## Challenge:
Retype the following items exactly, leaving out the pictures.

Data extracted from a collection
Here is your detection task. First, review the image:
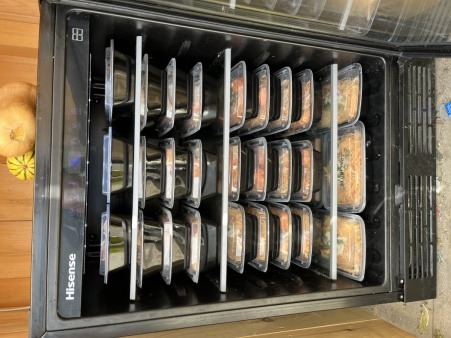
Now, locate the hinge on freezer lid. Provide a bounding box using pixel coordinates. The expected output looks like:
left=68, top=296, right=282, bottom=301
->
left=400, top=59, right=437, bottom=302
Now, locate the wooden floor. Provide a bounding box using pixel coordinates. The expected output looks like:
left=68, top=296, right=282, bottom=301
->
left=0, top=0, right=409, bottom=337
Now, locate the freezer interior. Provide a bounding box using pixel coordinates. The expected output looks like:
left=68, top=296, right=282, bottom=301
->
left=76, top=12, right=390, bottom=317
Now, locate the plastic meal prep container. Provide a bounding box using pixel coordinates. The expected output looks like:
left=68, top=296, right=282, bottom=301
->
left=312, top=211, right=366, bottom=282
left=312, top=63, right=363, bottom=132
left=322, top=121, right=366, bottom=213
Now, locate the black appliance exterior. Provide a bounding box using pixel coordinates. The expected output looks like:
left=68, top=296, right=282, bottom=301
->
left=30, top=1, right=436, bottom=337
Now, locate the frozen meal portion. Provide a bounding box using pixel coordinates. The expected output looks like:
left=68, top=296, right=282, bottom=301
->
left=244, top=202, right=269, bottom=272
left=262, top=67, right=293, bottom=135
left=227, top=203, right=246, bottom=273
left=268, top=203, right=292, bottom=270
left=315, top=63, right=362, bottom=130
left=181, top=207, right=202, bottom=283
left=291, top=140, right=323, bottom=202
left=290, top=203, right=313, bottom=268
left=313, top=213, right=366, bottom=281
left=217, top=136, right=241, bottom=201
left=241, top=137, right=268, bottom=201
left=284, top=69, right=315, bottom=135
left=238, top=64, right=270, bottom=135
left=323, top=122, right=366, bottom=212
left=228, top=137, right=241, bottom=201
left=230, top=61, right=246, bottom=131
left=266, top=139, right=292, bottom=202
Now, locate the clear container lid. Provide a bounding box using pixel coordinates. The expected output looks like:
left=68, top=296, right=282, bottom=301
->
left=322, top=121, right=366, bottom=213
left=266, top=139, right=292, bottom=202
left=158, top=207, right=173, bottom=285
left=268, top=203, right=292, bottom=270
left=138, top=136, right=165, bottom=209
left=312, top=63, right=363, bottom=132
left=174, top=147, right=192, bottom=200
left=290, top=203, right=313, bottom=269
left=238, top=64, right=271, bottom=135
left=136, top=210, right=163, bottom=288
left=140, top=54, right=166, bottom=130
left=241, top=137, right=268, bottom=201
left=172, top=219, right=189, bottom=275
left=217, top=136, right=241, bottom=202
left=102, top=127, right=133, bottom=203
left=319, top=0, right=380, bottom=35
left=102, top=127, right=113, bottom=203
left=202, top=149, right=218, bottom=198
left=243, top=202, right=269, bottom=272
left=227, top=202, right=246, bottom=273
left=180, top=62, right=203, bottom=137
left=297, top=0, right=327, bottom=20
left=99, top=204, right=131, bottom=284
left=105, top=40, right=135, bottom=123
left=291, top=140, right=323, bottom=202
left=200, top=220, right=219, bottom=272
left=158, top=138, right=175, bottom=208
left=283, top=69, right=315, bottom=136
left=230, top=61, right=247, bottom=132
left=184, top=140, right=203, bottom=208
left=155, top=58, right=177, bottom=136
left=181, top=207, right=202, bottom=283
left=261, top=67, right=293, bottom=135
left=312, top=211, right=366, bottom=282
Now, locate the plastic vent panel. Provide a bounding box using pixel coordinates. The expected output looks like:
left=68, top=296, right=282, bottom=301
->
left=400, top=60, right=437, bottom=301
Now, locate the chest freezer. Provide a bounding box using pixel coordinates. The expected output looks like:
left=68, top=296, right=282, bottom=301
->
left=30, top=0, right=444, bottom=337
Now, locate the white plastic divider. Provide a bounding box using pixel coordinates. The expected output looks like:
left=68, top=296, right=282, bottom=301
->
left=338, top=0, right=354, bottom=31
left=130, top=36, right=142, bottom=300
left=329, top=63, right=338, bottom=280
left=219, top=48, right=232, bottom=292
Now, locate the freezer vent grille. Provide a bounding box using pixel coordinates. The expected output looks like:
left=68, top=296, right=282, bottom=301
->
left=406, top=175, right=435, bottom=279
left=406, top=66, right=434, bottom=154
left=399, top=59, right=437, bottom=302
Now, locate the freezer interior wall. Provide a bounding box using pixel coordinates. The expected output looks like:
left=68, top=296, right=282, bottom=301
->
left=82, top=13, right=389, bottom=316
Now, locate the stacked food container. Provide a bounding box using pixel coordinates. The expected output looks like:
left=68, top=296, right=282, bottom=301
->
left=100, top=37, right=366, bottom=299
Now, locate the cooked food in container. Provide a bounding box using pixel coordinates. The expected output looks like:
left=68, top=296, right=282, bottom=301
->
left=240, top=137, right=268, bottom=201
left=291, top=140, right=323, bottom=202
left=105, top=40, right=135, bottom=123
left=266, top=139, right=292, bottom=202
left=260, top=67, right=293, bottom=135
left=290, top=203, right=313, bottom=269
left=138, top=136, right=175, bottom=209
left=99, top=204, right=131, bottom=284
left=227, top=202, right=246, bottom=273
left=242, top=202, right=270, bottom=272
left=313, top=212, right=366, bottom=281
left=180, top=207, right=202, bottom=283
left=313, top=63, right=362, bottom=132
left=238, top=64, right=270, bottom=135
left=102, top=127, right=133, bottom=203
left=213, top=61, right=247, bottom=134
left=322, top=121, right=366, bottom=213
left=218, top=137, right=241, bottom=201
left=136, top=207, right=173, bottom=288
left=284, top=69, right=314, bottom=136
left=267, top=203, right=292, bottom=270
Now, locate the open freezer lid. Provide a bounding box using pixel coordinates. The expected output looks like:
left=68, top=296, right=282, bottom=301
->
left=106, top=0, right=451, bottom=50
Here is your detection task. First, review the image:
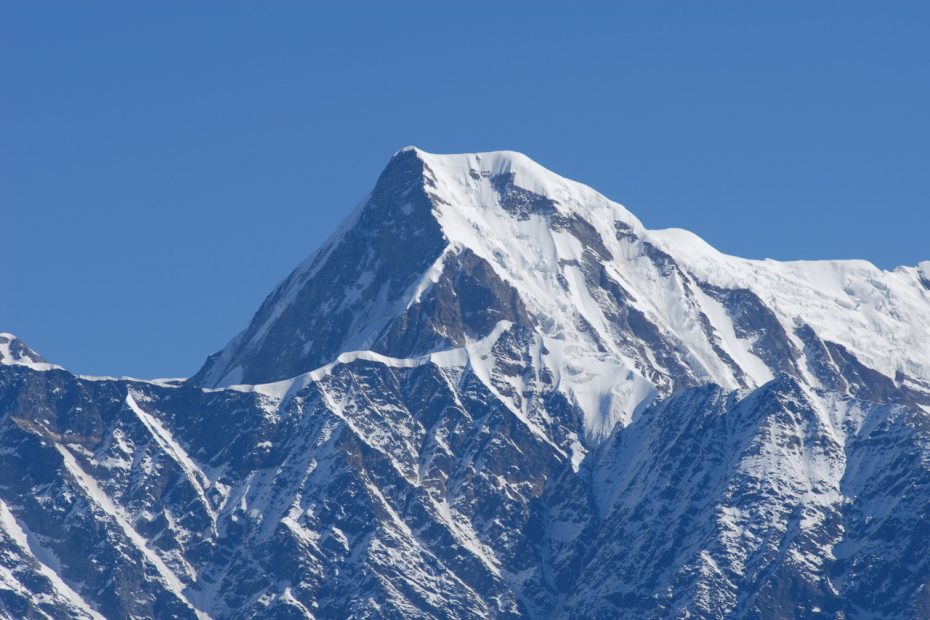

## Solution to the problem:
Here is your detection task. First, review the image:
Now, locate the hinge on freezer lid. Provide a bounding box using pixel coordinates. The expected output looks like:
left=68, top=296, right=282, bottom=301
->
left=400, top=59, right=437, bottom=302
Now, locate the wooden floor. Provide a bounding box using pixel coordinates. The expected output looks like:
left=68, top=296, right=282, bottom=301
->
left=0, top=0, right=409, bottom=337
Now, locate the freezer interior. Provide a bounding box using pixel coordinates. The expected output looks like:
left=68, top=296, right=282, bottom=301
->
left=76, top=12, right=390, bottom=317
Now, locate the plastic meal prep container. Provide a bounding box using pixel coordinates. The expected output looks like:
left=68, top=296, right=282, bottom=301
->
left=312, top=211, right=366, bottom=282
left=312, top=63, right=363, bottom=132
left=322, top=121, right=366, bottom=213
Now, locate the black appliance exterior. Provide a bounding box using pixel coordinates. The expected output looks like:
left=68, top=296, right=282, bottom=301
->
left=30, top=1, right=436, bottom=337
Now, locate the frozen meal portion. Provide a bounding box using pixel coordinates. The expected output looks like:
left=68, top=296, right=282, bottom=301
->
left=244, top=202, right=269, bottom=272
left=262, top=67, right=293, bottom=135
left=227, top=203, right=246, bottom=273
left=268, top=203, right=292, bottom=270
left=315, top=63, right=362, bottom=130
left=181, top=207, right=202, bottom=283
left=291, top=140, right=323, bottom=202
left=290, top=203, right=313, bottom=268
left=313, top=213, right=366, bottom=281
left=217, top=136, right=241, bottom=201
left=241, top=137, right=268, bottom=201
left=284, top=69, right=315, bottom=135
left=238, top=64, right=270, bottom=135
left=323, top=122, right=366, bottom=212
left=228, top=137, right=241, bottom=201
left=230, top=61, right=246, bottom=131
left=266, top=139, right=292, bottom=202
Now, locate the clear container lid. Provide a bounding box using pixel coordinates. The expected output looks like:
left=68, top=296, right=282, bottom=301
->
left=322, top=121, right=366, bottom=213
left=266, top=139, right=292, bottom=202
left=158, top=207, right=173, bottom=285
left=268, top=203, right=292, bottom=270
left=138, top=136, right=165, bottom=209
left=312, top=63, right=363, bottom=132
left=174, top=147, right=192, bottom=200
left=290, top=203, right=313, bottom=269
left=238, top=64, right=271, bottom=135
left=136, top=210, right=163, bottom=288
left=140, top=54, right=166, bottom=130
left=241, top=137, right=268, bottom=201
left=172, top=219, right=189, bottom=275
left=217, top=136, right=241, bottom=202
left=102, top=127, right=133, bottom=203
left=319, top=0, right=380, bottom=35
left=102, top=127, right=113, bottom=203
left=202, top=149, right=218, bottom=198
left=243, top=202, right=269, bottom=272
left=227, top=202, right=246, bottom=273
left=180, top=62, right=203, bottom=137
left=297, top=0, right=327, bottom=20
left=99, top=204, right=131, bottom=284
left=105, top=40, right=135, bottom=123
left=291, top=140, right=323, bottom=202
left=200, top=220, right=219, bottom=272
left=158, top=138, right=175, bottom=208
left=283, top=69, right=315, bottom=136
left=230, top=61, right=247, bottom=132
left=184, top=140, right=203, bottom=208
left=155, top=58, right=177, bottom=136
left=181, top=207, right=202, bottom=283
left=261, top=67, right=293, bottom=135
left=312, top=211, right=366, bottom=282
Now, locate the plastic vent panel. Provide a bounding box using pixel coordinates. The expected output looks like:
left=68, top=296, right=282, bottom=301
->
left=400, top=60, right=437, bottom=301
Now, locate the chest freezer. Provide a bounding box using pixel coordinates. The expected output looks like:
left=68, top=296, right=282, bottom=301
->
left=30, top=0, right=444, bottom=337
Now, locate the white plastic divider. Provide a bounding box using pixel coordinates. The expected output looks like:
left=68, top=296, right=282, bottom=301
->
left=338, top=0, right=354, bottom=31
left=130, top=36, right=142, bottom=300
left=329, top=63, right=338, bottom=280
left=219, top=48, right=232, bottom=292
Now, locate the freezer vent grille. Provide a bounding box using pixel coordinates. The expected output looks like:
left=68, top=296, right=282, bottom=301
->
left=406, top=175, right=435, bottom=279
left=406, top=66, right=434, bottom=154
left=399, top=59, right=437, bottom=302
Now, locate the freezer interior wall. Provide a bounding box using pixel coordinates. The expected output looks like:
left=68, top=296, right=282, bottom=301
->
left=82, top=13, right=389, bottom=316
Now, locate the stacked food container. Provide a bounding box using pixel coordinates. The expected output looks like:
left=68, top=296, right=282, bottom=301
->
left=100, top=37, right=366, bottom=299
Now, locate the cooked food in container. Provide a bounding box using pixel coordinates. The expected output looks like:
left=68, top=296, right=282, bottom=301
->
left=240, top=137, right=268, bottom=201
left=291, top=140, right=323, bottom=202
left=105, top=40, right=135, bottom=123
left=266, top=139, right=292, bottom=202
left=260, top=67, right=293, bottom=135
left=290, top=203, right=313, bottom=269
left=138, top=136, right=175, bottom=209
left=99, top=204, right=131, bottom=284
left=227, top=202, right=246, bottom=273
left=242, top=202, right=270, bottom=272
left=313, top=212, right=366, bottom=281
left=180, top=207, right=202, bottom=283
left=313, top=63, right=362, bottom=132
left=238, top=64, right=270, bottom=135
left=102, top=127, right=133, bottom=203
left=213, top=61, right=247, bottom=134
left=322, top=121, right=366, bottom=213
left=218, top=137, right=241, bottom=201
left=136, top=207, right=173, bottom=288
left=284, top=69, right=314, bottom=136
left=267, top=203, right=292, bottom=270
Now, locate the open freezer lid. Provide a bounding box using pixel coordinates. The expected output looks like:
left=68, top=296, right=282, bottom=301
->
left=106, top=0, right=451, bottom=50
Here is your detection task. First, review the image:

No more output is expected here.